__Passage to read__:
UK consumers are reassured by the ‘Lion Mark’ stamped on high quality home-grown eggs from a range of layer management systems including battery cages. The public are still largely unaware of EU-inspired moves towards an enriched cage environment for laying hens. Instead, they are bombarded in the press and TV with more broadly based animal welfare issues, against any type of cage egg production and extolling perceived (although unproven) nutritional and health virtues of eggs from certified organic and free-range hens.

Plans for enriched cage production in the UK could become irrelevant following the 5 January 2008 announcement by three of the UK’s best-known supermarkets. They will be accelerating phasing out and banning of all cage eggs amid perceived escalation in the consumer backlash against cheap food on animal welfare. News first hit in Sunday Times under the headline ‘Stores to ban ‘cruel’ eggs from battery hens.’

Supermarket chains Sainsbury, Morrison and Co-op claim they will ban or phase out sale of eggs from caged hens, thus joining Marks & Spencer and Waitrose who have already removed cage eggs from their shelves. Within just two years, UK supermarkets could be selling only eggs laid by barn, free-range and organic (free range) hens. Sainsbury expects to end sales of all eggs from caged hens, currently accounting for 25% of its egg sales, by 2009. Co-op is expected to announce a similar move and Morrison said it planned to stop selling eggs from caged hens in its own brand by 2010.

__Given material__:
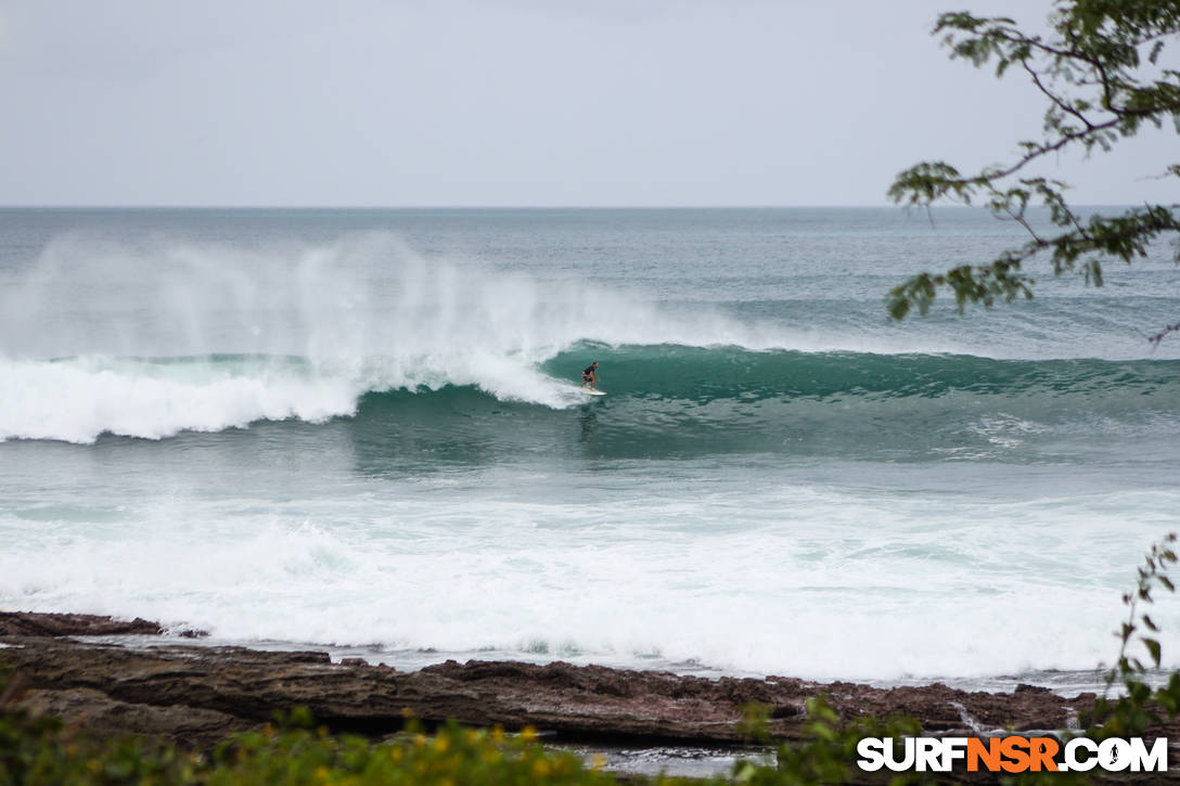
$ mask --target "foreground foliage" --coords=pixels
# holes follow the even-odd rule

__What is asked__: Copy the passage on cage eggs in UK supermarkets starting at "Supermarket chains Sainsbury, Morrison" and ending at "brand by 2010.", swapping "Within just two years" for "Within about two years". The listing above is separate material, unrelated to the passage on cage eggs in UK supermarkets.

__Written solution__:
Supermarket chains Sainsbury, Morrison and Co-op claim they will ban or phase out sale of eggs from caged hens, thus joining Marks & Spencer and Waitrose who have already removed cage eggs from their shelves. Within about two years, UK supermarkets could be selling only eggs laid by barn, free-range and organic (free range) hens. Sainsbury expects to end sales of all eggs from caged hens, currently accounting for 25% of its egg sales, by 2009. Co-op is expected to announce a similar move and Morrison said it planned to stop selling eggs from caged hens in its own brand by 2010.